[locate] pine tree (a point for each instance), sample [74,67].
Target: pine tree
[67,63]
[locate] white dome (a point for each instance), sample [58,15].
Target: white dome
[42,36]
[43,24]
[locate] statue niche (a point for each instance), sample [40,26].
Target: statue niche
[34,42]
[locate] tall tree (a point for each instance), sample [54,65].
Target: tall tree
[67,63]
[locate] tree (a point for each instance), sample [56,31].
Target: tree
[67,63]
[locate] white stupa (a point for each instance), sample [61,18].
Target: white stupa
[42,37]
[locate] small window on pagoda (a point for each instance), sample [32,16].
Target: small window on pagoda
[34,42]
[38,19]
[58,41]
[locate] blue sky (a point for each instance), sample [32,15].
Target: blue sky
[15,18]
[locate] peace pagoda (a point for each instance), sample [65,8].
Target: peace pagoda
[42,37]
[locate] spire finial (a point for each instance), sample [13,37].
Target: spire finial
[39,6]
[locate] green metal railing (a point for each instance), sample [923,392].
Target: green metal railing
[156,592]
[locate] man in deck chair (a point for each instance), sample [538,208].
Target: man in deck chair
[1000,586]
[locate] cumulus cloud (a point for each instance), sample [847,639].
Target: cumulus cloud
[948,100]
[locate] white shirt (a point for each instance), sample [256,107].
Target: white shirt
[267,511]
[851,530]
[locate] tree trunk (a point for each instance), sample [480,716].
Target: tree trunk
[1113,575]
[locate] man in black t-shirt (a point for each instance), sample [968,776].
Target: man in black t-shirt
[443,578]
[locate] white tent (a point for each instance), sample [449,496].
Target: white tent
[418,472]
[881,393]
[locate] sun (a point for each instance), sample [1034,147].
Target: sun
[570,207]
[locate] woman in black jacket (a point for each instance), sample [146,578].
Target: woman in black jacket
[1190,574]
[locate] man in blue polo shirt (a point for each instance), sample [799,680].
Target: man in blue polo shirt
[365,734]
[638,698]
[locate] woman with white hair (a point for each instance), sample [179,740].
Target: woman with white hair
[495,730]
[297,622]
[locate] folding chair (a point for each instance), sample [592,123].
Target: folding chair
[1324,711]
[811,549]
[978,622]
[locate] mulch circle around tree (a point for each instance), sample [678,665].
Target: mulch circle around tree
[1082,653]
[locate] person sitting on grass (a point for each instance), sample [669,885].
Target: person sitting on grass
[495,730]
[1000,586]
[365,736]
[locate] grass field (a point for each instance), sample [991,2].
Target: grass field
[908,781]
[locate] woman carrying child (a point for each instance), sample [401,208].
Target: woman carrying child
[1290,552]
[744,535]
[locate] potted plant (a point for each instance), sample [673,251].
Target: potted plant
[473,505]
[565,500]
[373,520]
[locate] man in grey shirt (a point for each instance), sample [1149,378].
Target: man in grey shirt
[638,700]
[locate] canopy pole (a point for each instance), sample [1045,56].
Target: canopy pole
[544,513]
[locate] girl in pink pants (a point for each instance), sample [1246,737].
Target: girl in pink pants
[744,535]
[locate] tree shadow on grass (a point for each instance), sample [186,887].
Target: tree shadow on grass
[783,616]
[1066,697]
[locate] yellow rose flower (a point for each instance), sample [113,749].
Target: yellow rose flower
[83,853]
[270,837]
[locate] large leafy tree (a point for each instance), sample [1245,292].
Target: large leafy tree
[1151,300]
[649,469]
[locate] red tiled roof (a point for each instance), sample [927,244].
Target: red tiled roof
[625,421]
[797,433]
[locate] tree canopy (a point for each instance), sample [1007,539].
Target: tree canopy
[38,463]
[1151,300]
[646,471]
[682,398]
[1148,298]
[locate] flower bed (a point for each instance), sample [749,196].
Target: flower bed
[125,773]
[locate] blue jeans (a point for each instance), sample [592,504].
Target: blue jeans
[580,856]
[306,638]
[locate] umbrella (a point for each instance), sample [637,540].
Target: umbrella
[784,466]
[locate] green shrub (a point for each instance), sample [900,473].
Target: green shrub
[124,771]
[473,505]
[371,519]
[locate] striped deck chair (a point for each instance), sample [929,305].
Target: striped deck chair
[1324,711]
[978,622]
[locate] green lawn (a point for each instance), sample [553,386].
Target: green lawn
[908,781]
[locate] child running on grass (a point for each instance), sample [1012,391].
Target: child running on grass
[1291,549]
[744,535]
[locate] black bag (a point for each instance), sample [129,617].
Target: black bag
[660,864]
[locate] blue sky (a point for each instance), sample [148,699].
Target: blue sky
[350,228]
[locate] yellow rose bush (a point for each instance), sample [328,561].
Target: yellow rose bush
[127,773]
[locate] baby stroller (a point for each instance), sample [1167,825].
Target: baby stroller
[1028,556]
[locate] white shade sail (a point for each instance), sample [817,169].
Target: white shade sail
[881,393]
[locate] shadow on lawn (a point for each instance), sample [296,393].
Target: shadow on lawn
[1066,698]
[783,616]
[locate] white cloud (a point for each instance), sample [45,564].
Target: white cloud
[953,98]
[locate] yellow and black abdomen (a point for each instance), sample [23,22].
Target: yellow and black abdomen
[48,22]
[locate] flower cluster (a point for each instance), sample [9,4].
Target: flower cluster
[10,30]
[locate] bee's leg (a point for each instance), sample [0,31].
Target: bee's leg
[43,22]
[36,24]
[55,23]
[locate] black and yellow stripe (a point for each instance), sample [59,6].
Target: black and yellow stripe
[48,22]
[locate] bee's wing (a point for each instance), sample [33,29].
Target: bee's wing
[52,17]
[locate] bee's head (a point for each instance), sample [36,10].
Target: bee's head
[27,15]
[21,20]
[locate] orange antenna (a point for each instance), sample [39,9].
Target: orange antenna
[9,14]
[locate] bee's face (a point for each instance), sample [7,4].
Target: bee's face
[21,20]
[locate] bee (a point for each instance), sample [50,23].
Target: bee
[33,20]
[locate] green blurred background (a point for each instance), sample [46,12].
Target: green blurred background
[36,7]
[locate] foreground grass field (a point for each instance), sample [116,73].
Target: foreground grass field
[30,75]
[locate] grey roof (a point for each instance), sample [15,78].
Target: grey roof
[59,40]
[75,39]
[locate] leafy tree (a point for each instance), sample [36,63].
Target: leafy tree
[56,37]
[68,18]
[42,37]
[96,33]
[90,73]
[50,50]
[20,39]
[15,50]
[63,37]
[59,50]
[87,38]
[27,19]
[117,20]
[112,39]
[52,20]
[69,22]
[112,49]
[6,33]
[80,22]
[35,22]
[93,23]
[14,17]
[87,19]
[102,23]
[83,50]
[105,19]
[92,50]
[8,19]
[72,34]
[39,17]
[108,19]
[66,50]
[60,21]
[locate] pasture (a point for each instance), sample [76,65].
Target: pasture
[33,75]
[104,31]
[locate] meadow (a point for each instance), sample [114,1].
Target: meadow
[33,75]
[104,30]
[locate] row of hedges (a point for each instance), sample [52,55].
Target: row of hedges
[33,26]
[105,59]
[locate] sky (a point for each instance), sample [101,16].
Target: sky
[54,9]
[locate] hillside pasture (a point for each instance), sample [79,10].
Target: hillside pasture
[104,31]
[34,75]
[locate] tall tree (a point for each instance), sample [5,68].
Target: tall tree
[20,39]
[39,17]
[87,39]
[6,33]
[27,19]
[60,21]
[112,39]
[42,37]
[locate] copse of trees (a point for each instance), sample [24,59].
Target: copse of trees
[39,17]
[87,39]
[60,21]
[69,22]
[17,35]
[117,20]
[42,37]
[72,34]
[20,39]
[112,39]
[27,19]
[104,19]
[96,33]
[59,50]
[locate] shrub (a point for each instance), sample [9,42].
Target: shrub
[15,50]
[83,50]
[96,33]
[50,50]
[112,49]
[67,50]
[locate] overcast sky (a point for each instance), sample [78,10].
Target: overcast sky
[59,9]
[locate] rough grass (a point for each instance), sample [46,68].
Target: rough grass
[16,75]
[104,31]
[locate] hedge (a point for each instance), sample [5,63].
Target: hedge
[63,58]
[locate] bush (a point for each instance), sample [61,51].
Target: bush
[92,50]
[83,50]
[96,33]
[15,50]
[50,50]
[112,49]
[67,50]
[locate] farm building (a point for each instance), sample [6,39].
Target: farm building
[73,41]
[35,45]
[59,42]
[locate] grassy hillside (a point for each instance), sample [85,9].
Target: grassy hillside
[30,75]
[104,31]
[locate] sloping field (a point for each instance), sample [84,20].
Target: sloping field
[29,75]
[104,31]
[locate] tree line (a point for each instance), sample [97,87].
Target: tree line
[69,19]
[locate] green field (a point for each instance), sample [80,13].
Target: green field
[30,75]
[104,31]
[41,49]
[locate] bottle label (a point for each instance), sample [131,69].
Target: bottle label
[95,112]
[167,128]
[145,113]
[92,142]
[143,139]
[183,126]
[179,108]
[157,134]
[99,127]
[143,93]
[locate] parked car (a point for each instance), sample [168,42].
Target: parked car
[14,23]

::::

STATED EXERCISE: Everything from the line containing "[locate] pasture (a" to the end of the data above should be quoted exactly, please, both ends included, and nothing outside that span.

THE ANSWER:
[locate] pasture (a point for each instance), sample [76,65].
Target: pasture
[33,75]
[104,31]
[locate] meadow (a point for each instance), sample [114,1].
Target: meadow
[33,75]
[104,30]
[locate] row of hedges (a point for each instance), sample [52,55].
Target: row of hedges
[33,26]
[105,59]
[locate] sky (a point for each instance), sample [101,16].
Target: sky
[54,9]
[locate] hillside pasture (a point for each instance), sample [79,10].
Target: hillside pasture
[104,31]
[34,75]
[locate] tall tree (a point for each instance), sample [5,68].
Target: tall tree
[20,39]
[39,17]
[87,39]
[6,33]
[27,19]
[60,21]
[112,39]
[42,37]
[locate] copse of trees (a point for each instance), sample [24,59].
Target: copse of trees
[39,17]
[87,39]
[60,21]
[69,22]
[17,35]
[117,20]
[42,37]
[72,34]
[20,39]
[112,39]
[27,19]
[104,19]
[96,33]
[59,50]
[locate] shrub (a point for each instance), sample [9,42].
Target: shrub
[15,50]
[83,50]
[96,33]
[50,50]
[112,49]
[67,50]
[locate] overcast sky (a point for each instance), sample [78,10].
Target: overcast sky
[59,9]
[locate] rough grass (a point for each instance), sample [46,68].
Target: rough grass
[16,75]
[104,31]
[locate] hedge (a point for each instance), sample [5,63].
Target: hedge
[63,58]
[locate] bush (a point for each instance), sample [61,51].
Target: bush
[92,50]
[83,50]
[96,33]
[15,50]
[50,50]
[112,49]
[67,50]
[locate] farm building (a point for each instance), sample [6,39].
Target: farm building
[73,41]
[35,45]
[59,42]
[locate] grassy hillside (a point for each instance), sample [85,9].
Target: grassy hillside
[30,75]
[104,31]
[locate] sloping field (a point for each instance), sample [84,20].
Target: sloping field
[29,75]
[104,31]
[locate] tree line (a point for each instance), sample [97,87].
Target: tree line
[69,19]
[locate] green field (a point for each instance), sample [80,13].
Target: green field
[30,75]
[104,31]
[41,49]
[locate] bottle label (a point for each instance), sample [131,69].
Target: bottle label
[95,112]
[167,128]
[145,113]
[92,142]
[143,139]
[183,126]
[179,108]
[157,134]
[99,127]
[143,93]
[locate] parked car (a point for each instance), sample [168,42].
Target: parked car
[14,23]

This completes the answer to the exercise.